- Given task 1: State how many lines of the records contain the string "faucet"; give only the number, and note that case counts.

- Source document:
-------

Not only does Hummel go to great lengths to point out Lincoln’s financial and economic shenanigans, but he catalogues the Old Railsplitter’s other violations of the Constitution as well. In opposition to Secretary of State Seward and General Winfield Scott, Lincoln determined to hold the Union together by force if necessary, a position that clearly violated both the letter and spirit of the original compact. “The Union of these states,” he wrongly proclaimed in his first Inaugural Address, “is perpetual . . . and . . . I shall take care, as the Constitution itself expressly enjoins upon me, that the laws of the Union be faithfully executed in all the states.” In Lincoln’s mind the South had fomented an unconstitutional “rebellion.” Concluding his address, he gave the new Southern Confederacy an ominous warning: “In your hands, my dissatisfied fellow countrymen, and not in mine, is the momentous issue of civil war. The Government will not assail you. You can have no conflict without yourselves being the aggressors.” But no sooner had Lincoln finished speaking than he ordered a relief expedition to resupply Fort Sumter. He had instructed Seward to reassure Jefferson Davis that federal troops would soon be evacuated; thus the Confederate President had been able to persuade the impatient South Carolinians to desist from firing on the fort. But once Lincoln’s duplicity became clear and the Yankee commander at Sumter refused one last call to surrender, the Confederate cannon opened fire. And we are all taught that the Confederacy was responsible for starting the war.

-------

- Given task 2: Answer yes or no to whether each statement agrees with the Lincoln passage, quoting the exact words that decide it: (a) Lincoln ordered a relief expedition to resupply Fort Sumter right after finishing his address; (b) Seward and General Winfield Scott backed Lincoln's decision to hold the Union together by force; (c) Jefferson Davis persuaded the South Carolinians to hold off firing on the fort.

Object location annotation data:
-------

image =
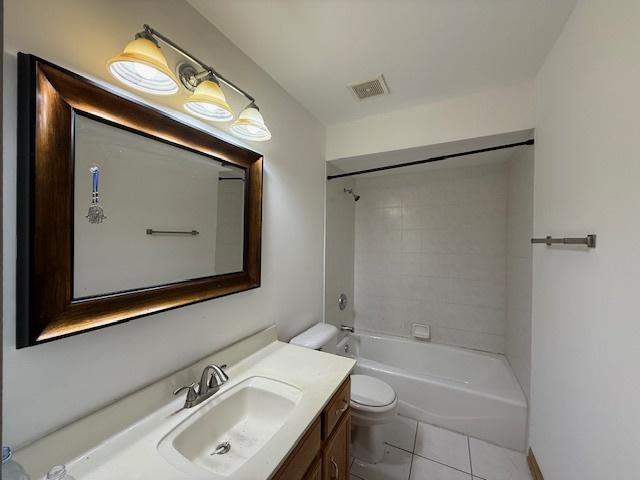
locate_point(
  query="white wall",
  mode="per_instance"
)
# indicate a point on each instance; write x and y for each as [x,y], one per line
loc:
[495,112]
[340,231]
[430,248]
[585,390]
[519,268]
[52,384]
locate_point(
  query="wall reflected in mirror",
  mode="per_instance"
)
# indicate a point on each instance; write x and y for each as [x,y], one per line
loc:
[148,213]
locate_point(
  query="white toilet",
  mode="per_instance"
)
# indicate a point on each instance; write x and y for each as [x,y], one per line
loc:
[373,402]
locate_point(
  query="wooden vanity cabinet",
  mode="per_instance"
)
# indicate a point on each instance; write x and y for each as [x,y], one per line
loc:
[323,452]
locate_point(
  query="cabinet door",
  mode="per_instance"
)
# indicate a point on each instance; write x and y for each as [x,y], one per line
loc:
[314,472]
[335,459]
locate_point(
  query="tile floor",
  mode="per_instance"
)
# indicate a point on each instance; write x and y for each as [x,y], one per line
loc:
[419,451]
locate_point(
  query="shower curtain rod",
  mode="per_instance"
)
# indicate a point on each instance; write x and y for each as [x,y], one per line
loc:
[432,159]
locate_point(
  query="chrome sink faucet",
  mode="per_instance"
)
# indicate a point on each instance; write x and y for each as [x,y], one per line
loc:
[212,378]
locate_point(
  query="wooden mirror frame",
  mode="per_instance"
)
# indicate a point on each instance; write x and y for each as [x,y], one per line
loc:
[48,99]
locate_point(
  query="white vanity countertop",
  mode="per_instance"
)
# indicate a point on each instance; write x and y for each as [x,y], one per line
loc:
[133,453]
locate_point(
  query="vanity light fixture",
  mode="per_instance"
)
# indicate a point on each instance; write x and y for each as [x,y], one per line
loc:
[250,125]
[208,102]
[143,66]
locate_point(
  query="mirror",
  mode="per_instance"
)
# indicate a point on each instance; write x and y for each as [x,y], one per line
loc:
[169,214]
[123,211]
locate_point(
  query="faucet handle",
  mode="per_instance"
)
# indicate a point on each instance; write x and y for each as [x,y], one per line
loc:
[192,392]
[219,377]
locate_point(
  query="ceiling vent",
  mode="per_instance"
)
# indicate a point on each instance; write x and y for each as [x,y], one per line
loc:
[370,88]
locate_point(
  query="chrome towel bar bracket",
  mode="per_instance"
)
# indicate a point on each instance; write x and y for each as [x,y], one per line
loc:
[193,233]
[589,241]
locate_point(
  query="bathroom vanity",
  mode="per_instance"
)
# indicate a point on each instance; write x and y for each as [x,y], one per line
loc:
[323,452]
[280,423]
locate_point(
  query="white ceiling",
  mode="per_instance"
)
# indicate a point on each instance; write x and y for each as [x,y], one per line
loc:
[426,49]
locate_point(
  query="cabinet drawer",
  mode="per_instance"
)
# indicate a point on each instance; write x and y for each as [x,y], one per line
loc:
[302,457]
[336,455]
[338,405]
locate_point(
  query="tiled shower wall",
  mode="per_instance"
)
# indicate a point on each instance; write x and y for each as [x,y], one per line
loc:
[519,266]
[430,248]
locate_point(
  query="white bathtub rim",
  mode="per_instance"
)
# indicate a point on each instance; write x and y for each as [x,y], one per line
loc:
[458,386]
[514,395]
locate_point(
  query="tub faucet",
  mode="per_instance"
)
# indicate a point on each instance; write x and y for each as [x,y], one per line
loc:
[212,378]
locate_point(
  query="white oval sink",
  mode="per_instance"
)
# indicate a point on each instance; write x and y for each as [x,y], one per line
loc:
[246,417]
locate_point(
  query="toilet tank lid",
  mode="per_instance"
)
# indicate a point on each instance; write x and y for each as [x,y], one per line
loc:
[371,392]
[316,337]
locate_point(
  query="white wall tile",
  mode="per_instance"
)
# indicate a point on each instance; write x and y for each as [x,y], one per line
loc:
[519,266]
[431,248]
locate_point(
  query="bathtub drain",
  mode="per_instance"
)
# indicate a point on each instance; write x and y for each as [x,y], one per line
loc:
[221,449]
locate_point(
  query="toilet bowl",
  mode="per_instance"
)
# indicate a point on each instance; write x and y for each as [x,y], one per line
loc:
[373,402]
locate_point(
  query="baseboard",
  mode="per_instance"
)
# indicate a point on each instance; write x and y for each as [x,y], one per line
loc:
[533,466]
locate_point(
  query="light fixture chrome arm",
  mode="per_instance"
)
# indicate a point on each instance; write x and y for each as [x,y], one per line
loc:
[208,69]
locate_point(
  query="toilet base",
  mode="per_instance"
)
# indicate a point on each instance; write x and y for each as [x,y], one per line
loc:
[367,443]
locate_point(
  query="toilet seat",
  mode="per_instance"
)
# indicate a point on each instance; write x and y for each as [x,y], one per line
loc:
[369,394]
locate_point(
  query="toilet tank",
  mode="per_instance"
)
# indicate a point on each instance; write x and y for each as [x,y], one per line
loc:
[322,336]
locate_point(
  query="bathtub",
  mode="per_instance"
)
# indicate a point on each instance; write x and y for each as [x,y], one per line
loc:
[471,392]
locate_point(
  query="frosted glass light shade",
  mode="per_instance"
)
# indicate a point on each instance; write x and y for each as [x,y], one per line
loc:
[208,102]
[250,125]
[142,66]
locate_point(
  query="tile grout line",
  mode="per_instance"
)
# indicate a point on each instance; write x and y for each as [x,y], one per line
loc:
[470,461]
[413,449]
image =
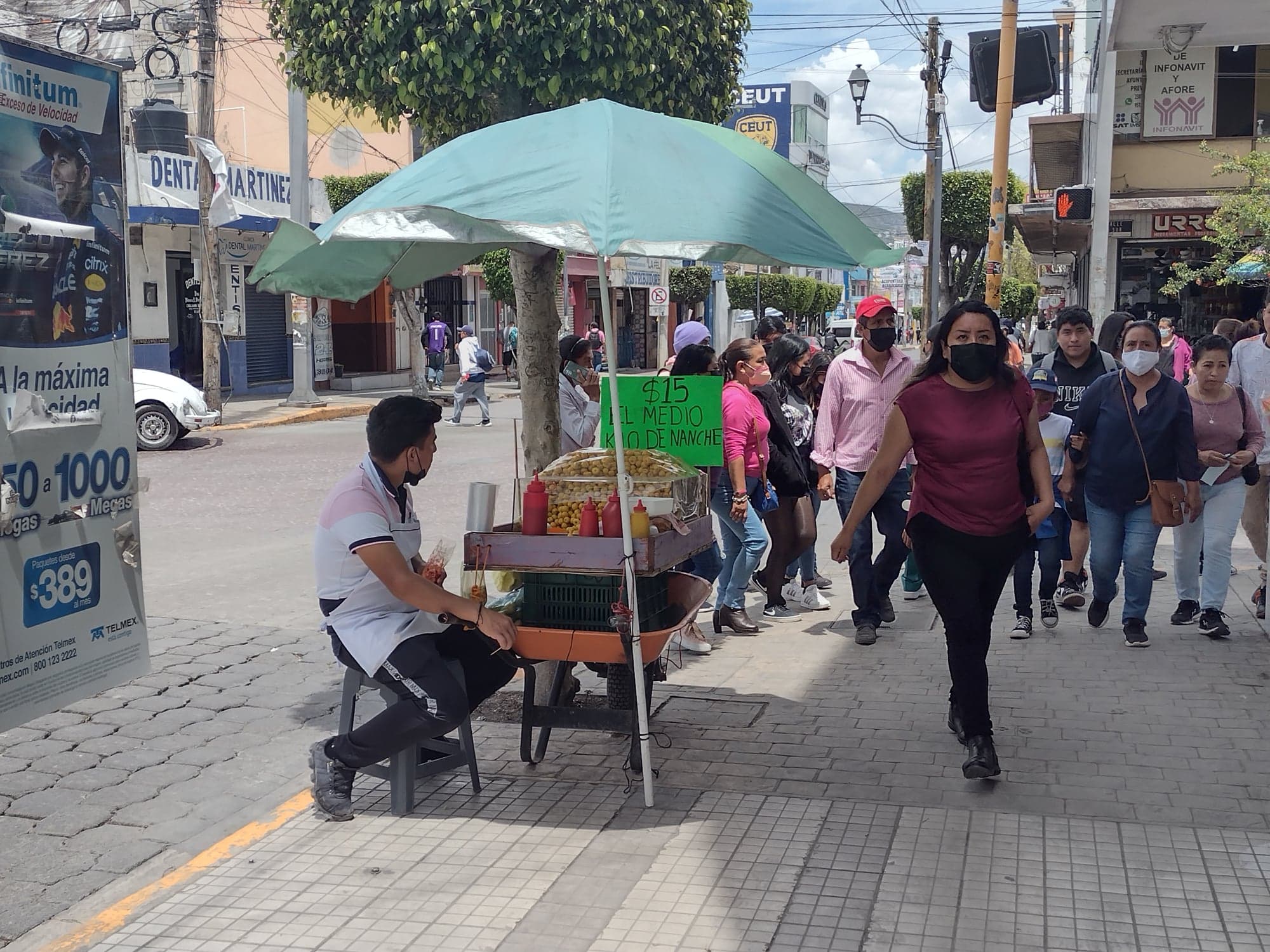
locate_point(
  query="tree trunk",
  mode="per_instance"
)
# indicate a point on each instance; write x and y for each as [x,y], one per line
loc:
[539,355]
[418,360]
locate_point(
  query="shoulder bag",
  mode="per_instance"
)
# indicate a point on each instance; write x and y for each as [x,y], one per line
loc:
[1166,496]
[1252,473]
[765,497]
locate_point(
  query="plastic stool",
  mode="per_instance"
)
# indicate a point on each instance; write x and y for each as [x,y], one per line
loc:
[406,769]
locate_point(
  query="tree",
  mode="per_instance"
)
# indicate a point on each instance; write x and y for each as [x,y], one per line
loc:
[1240,225]
[497,270]
[965,227]
[453,67]
[690,286]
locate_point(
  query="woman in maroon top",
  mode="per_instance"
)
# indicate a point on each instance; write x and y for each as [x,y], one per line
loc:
[966,416]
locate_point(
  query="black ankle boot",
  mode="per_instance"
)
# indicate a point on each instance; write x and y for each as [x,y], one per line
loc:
[982,762]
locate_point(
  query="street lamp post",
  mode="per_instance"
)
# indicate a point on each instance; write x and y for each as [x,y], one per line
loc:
[859,83]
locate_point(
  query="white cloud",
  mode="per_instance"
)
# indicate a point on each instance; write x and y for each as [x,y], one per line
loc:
[867,153]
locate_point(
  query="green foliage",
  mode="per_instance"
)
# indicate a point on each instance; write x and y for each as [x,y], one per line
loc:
[1241,223]
[690,286]
[1018,300]
[459,65]
[497,271]
[342,190]
[965,223]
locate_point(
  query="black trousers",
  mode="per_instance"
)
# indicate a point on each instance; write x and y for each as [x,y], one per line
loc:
[432,701]
[965,577]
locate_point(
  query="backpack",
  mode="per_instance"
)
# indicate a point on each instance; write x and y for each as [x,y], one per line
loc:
[1109,365]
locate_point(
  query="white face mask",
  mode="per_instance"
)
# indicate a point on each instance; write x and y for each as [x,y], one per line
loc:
[1140,362]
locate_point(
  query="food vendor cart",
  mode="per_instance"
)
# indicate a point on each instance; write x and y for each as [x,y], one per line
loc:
[570,592]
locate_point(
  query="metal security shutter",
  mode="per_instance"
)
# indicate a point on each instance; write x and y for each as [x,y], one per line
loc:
[269,346]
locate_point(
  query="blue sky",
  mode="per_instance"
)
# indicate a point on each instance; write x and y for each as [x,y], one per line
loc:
[822,41]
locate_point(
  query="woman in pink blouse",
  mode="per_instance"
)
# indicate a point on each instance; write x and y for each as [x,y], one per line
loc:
[745,451]
[1229,437]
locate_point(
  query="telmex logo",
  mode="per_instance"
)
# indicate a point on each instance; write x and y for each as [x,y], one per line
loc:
[761,129]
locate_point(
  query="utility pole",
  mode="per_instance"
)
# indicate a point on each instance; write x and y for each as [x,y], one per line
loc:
[995,263]
[934,175]
[302,327]
[209,258]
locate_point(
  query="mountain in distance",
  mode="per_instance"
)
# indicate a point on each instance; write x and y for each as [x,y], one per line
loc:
[887,224]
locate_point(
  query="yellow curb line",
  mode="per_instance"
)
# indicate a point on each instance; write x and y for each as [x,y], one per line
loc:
[115,916]
[318,413]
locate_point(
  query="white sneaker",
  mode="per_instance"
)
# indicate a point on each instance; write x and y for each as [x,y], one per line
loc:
[813,601]
[690,639]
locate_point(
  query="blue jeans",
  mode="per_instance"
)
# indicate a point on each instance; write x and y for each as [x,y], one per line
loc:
[1212,535]
[1127,539]
[744,545]
[872,579]
[806,565]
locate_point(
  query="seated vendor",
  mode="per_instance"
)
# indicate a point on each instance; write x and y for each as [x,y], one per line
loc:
[385,618]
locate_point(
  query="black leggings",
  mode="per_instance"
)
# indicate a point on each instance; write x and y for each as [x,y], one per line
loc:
[792,526]
[432,701]
[965,577]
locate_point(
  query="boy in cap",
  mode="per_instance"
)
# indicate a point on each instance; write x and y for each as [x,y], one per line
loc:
[1051,540]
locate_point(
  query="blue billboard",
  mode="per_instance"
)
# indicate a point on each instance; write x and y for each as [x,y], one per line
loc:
[763,114]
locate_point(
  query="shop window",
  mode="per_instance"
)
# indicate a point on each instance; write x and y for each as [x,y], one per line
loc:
[1263,81]
[1236,91]
[798,124]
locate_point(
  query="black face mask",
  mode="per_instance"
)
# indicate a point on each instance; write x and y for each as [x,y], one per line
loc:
[973,362]
[882,340]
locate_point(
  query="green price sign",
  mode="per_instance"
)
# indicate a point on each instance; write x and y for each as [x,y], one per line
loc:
[679,416]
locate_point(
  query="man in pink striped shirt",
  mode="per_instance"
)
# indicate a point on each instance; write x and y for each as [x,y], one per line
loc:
[859,390]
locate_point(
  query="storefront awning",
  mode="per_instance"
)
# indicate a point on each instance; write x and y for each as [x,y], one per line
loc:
[163,190]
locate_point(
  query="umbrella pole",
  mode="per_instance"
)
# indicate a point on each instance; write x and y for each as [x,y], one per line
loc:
[628,541]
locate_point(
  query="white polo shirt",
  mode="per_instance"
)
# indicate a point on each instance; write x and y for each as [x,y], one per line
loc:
[364,510]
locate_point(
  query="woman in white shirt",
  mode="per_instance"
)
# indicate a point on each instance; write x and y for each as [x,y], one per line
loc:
[580,395]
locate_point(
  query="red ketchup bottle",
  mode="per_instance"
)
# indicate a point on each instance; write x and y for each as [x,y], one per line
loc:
[534,508]
[589,522]
[613,517]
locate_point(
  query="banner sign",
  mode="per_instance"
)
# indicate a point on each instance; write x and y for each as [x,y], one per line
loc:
[1179,98]
[1130,82]
[763,114]
[72,614]
[679,416]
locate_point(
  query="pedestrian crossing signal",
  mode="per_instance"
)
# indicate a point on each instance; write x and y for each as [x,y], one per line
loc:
[1074,205]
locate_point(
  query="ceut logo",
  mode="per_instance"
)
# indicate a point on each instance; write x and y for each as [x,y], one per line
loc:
[761,129]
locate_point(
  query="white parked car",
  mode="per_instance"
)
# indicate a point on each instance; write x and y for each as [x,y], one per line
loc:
[168,409]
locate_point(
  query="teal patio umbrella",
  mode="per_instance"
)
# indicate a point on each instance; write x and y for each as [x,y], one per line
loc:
[596,178]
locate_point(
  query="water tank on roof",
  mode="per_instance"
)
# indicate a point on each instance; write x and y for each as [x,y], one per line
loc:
[161,126]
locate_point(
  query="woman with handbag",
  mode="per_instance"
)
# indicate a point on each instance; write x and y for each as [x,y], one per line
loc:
[1229,436]
[792,525]
[970,420]
[744,492]
[1135,436]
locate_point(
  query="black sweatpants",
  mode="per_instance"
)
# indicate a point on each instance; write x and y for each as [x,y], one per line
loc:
[965,577]
[432,701]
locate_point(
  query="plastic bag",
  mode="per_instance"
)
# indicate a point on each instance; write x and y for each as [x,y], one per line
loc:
[435,567]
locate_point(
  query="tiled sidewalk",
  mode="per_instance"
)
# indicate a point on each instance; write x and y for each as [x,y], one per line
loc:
[576,868]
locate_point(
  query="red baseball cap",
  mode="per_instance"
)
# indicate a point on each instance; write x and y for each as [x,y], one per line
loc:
[874,305]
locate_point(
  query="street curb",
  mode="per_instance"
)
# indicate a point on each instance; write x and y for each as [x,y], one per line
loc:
[318,413]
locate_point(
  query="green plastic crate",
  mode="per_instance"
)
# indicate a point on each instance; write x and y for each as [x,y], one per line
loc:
[585,602]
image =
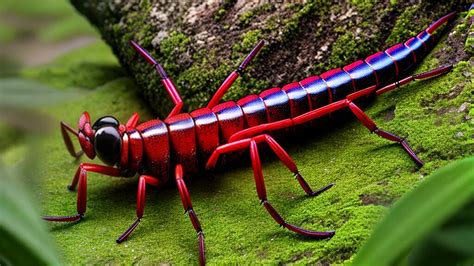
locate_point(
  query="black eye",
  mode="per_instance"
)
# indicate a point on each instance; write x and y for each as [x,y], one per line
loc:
[105,121]
[107,144]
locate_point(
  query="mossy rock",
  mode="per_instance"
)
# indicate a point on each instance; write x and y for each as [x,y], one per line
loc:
[201,43]
[369,173]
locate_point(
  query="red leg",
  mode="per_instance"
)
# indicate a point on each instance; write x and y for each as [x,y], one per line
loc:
[67,140]
[290,164]
[259,182]
[81,178]
[234,75]
[142,182]
[262,195]
[132,121]
[370,124]
[188,207]
[170,88]
[425,75]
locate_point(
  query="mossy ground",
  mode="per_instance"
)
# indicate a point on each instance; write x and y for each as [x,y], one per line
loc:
[369,173]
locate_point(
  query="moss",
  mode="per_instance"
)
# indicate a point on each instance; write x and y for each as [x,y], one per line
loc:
[7,34]
[292,25]
[469,45]
[358,163]
[247,17]
[350,47]
[87,67]
[404,27]
[66,28]
[222,11]
[58,8]
[248,41]
[364,4]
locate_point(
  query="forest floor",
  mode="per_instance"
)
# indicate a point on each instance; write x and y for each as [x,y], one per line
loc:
[369,173]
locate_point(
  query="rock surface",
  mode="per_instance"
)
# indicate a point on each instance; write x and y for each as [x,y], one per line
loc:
[200,42]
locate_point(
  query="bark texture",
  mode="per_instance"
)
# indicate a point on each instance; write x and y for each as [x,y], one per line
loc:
[200,42]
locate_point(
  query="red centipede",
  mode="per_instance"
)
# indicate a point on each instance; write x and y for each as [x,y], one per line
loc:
[183,143]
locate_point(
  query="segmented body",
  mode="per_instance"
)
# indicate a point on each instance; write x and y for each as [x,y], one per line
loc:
[190,138]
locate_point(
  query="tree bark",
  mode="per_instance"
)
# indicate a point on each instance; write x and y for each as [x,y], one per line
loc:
[200,42]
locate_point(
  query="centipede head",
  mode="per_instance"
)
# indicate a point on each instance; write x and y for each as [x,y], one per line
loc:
[103,138]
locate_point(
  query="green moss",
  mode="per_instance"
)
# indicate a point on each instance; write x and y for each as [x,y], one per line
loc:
[248,41]
[222,11]
[7,34]
[87,67]
[469,45]
[364,4]
[350,47]
[247,17]
[57,8]
[66,28]
[405,27]
[359,163]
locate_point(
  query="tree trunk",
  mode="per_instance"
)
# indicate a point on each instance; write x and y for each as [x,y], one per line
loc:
[200,42]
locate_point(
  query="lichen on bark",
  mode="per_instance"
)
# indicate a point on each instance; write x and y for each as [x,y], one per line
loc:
[200,42]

-------

- Expected output 1: 3

- Expected output 2:
(a) Yes: "But no sooner had Lincoln finished speaking than he ordered a relief expedition to resupply Fort Sumter."
(b) No: "In opposition to Secretary of State Seward and General Winfield Scott, Lincoln determined to hold the Union together by force if necessary"
(c) Yes: "thus the Confederate President had been able to persuade the impatient South Carolinians to desist from firing on the fort."